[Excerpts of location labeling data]
━━━━━━━━━━━━━━━━━━━━
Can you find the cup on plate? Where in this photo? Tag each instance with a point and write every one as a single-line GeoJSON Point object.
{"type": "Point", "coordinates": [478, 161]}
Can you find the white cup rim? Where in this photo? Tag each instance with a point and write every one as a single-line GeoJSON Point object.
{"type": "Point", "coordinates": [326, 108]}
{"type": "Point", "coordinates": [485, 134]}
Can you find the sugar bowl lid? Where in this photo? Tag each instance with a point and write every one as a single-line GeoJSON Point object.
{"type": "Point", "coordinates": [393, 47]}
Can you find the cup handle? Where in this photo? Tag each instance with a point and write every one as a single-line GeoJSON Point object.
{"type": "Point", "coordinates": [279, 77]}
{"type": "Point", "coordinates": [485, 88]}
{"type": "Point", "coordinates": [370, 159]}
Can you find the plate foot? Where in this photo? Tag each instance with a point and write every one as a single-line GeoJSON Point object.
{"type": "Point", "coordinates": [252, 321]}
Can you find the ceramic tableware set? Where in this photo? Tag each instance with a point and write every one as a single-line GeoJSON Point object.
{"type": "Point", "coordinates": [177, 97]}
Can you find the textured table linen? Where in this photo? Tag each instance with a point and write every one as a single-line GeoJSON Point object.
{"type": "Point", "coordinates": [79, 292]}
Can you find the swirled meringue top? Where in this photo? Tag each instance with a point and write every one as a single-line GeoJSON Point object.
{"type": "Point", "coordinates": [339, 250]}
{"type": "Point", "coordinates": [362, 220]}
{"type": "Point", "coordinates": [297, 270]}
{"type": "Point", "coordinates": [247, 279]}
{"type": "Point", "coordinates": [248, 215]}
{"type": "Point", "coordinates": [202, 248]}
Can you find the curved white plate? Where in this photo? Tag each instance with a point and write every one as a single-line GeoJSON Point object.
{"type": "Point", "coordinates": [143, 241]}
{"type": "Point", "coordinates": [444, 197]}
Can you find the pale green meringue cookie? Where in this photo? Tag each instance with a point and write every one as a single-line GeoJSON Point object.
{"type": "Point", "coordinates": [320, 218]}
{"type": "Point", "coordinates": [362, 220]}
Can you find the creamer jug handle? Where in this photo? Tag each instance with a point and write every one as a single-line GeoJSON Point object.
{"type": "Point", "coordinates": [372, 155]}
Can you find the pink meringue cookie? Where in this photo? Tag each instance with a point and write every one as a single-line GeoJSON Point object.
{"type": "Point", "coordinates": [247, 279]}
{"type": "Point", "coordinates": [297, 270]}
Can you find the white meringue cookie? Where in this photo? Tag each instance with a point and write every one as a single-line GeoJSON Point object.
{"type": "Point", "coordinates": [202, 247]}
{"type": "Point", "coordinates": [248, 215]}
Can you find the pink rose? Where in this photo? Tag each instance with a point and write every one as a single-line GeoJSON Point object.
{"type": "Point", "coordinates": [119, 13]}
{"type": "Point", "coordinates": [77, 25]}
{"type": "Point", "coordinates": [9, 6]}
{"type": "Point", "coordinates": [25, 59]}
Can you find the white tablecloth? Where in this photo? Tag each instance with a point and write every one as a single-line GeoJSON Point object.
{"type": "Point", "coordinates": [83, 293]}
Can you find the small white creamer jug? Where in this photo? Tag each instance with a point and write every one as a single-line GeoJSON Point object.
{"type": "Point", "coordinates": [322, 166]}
━━━━━━━━━━━━━━━━━━━━
**Given request:**
Convert every line of the records above into a Markdown table with two columns, Row and Text. Put the row number under Row and the line under Text, and leave out blank lines.

**Result for this task:**
| Row | Text |
|---|---|
| 1 | Can you find the cup on plate? Where in this photo? Tag each instance with a point and write every one as a single-line GeoJSON Point object. |
| 2 | {"type": "Point", "coordinates": [478, 161]} |
| 3 | Can you find the white cup rim? Where in this photo? Tag each instance with a point and write every one as a single-line GeoJSON Point object. |
| 4 | {"type": "Point", "coordinates": [326, 108]} |
| 5 | {"type": "Point", "coordinates": [485, 134]} |
| 6 | Can you find the sugar bowl lid? Where in this photo? Tag each instance with a point and write every one as a single-line GeoJSON Point object. |
| 7 | {"type": "Point", "coordinates": [393, 47]} |
| 8 | Can you find the cup handle? Where in this photo? Tag each instance with a point and write every one as a single-line GeoJSON Point object. |
| 9 | {"type": "Point", "coordinates": [279, 77]} |
| 10 | {"type": "Point", "coordinates": [485, 88]} |
| 11 | {"type": "Point", "coordinates": [370, 159]} |
| 12 | Can you find the plate foot? Where in this photo? Tag each instance with a point and write every one as a single-line GeoJSON Point object. |
| 13 | {"type": "Point", "coordinates": [252, 321]} |
| 14 | Can you find the ceramic tableware set? Where in this photo? Tag each instance with a point and write every one as a single-line GeoJSON Point object. |
| 15 | {"type": "Point", "coordinates": [177, 97]} |
| 16 | Can you find the textured table linen? Where in this photo? Tag each instance with a point and write every one as a single-line GeoJSON Point object. |
| 17 | {"type": "Point", "coordinates": [79, 292]} |
| 18 | Can you find the swirled meringue top? Where in this photo? Tag each instance with a point and write every one as a single-line GeoJSON Point object. |
| 19 | {"type": "Point", "coordinates": [339, 250]} |
| 20 | {"type": "Point", "coordinates": [362, 220]} |
| 21 | {"type": "Point", "coordinates": [297, 270]} |
| 22 | {"type": "Point", "coordinates": [247, 279]} |
| 23 | {"type": "Point", "coordinates": [248, 215]} |
| 24 | {"type": "Point", "coordinates": [202, 248]} |
| 25 | Can you find the curved white plate? Where in this photo? Tag each instance with a point and write every one as a single-line GeoJSON Point object. |
| 26 | {"type": "Point", "coordinates": [143, 241]} |
| 27 | {"type": "Point", "coordinates": [444, 197]} |
| 28 | Can you find the pale green meringue cookie? Where in this photo? Tag each instance with a point and write every one as a single-line GeoJSON Point object. |
| 29 | {"type": "Point", "coordinates": [320, 218]} |
| 30 | {"type": "Point", "coordinates": [362, 220]} |
| 31 | Can you find the creamer jug handle? Where in this photo? Tag each instance with a point and write every one as a single-line GeoJSON Point object. |
| 32 | {"type": "Point", "coordinates": [372, 155]} |
| 33 | Can you find the pink meringue cookie? Where in this photo? Tag each instance with a point and write every one as a single-line GeoJSON Point object. |
| 34 | {"type": "Point", "coordinates": [247, 279]} |
| 35 | {"type": "Point", "coordinates": [297, 270]} |
| 36 | Can you find the white meringue cookie? Where in this photo? Tag each instance with a point and write every one as a single-line GeoJSON Point object. |
| 37 | {"type": "Point", "coordinates": [202, 247]} |
| 38 | {"type": "Point", "coordinates": [248, 215]} |
| 39 | Can you find the pink rose? Where in this photo? Tag each instance with a point and write every one as a single-line GeoJSON Point object. |
| 40 | {"type": "Point", "coordinates": [119, 13]} |
| 41 | {"type": "Point", "coordinates": [77, 25]} |
| 42 | {"type": "Point", "coordinates": [9, 6]} |
| 43 | {"type": "Point", "coordinates": [25, 59]} |
| 44 | Can you find the white tablecloth? Where in this photo? Tag each instance with a point and write every one as a single-line GeoJSON Point object. |
| 45 | {"type": "Point", "coordinates": [83, 293]} |
| 46 | Can you find the small white creamer jug? Where in this photo? Tag each instance with a point and write every one as a single-line GeoJSON Point object. |
| 47 | {"type": "Point", "coordinates": [322, 166]} |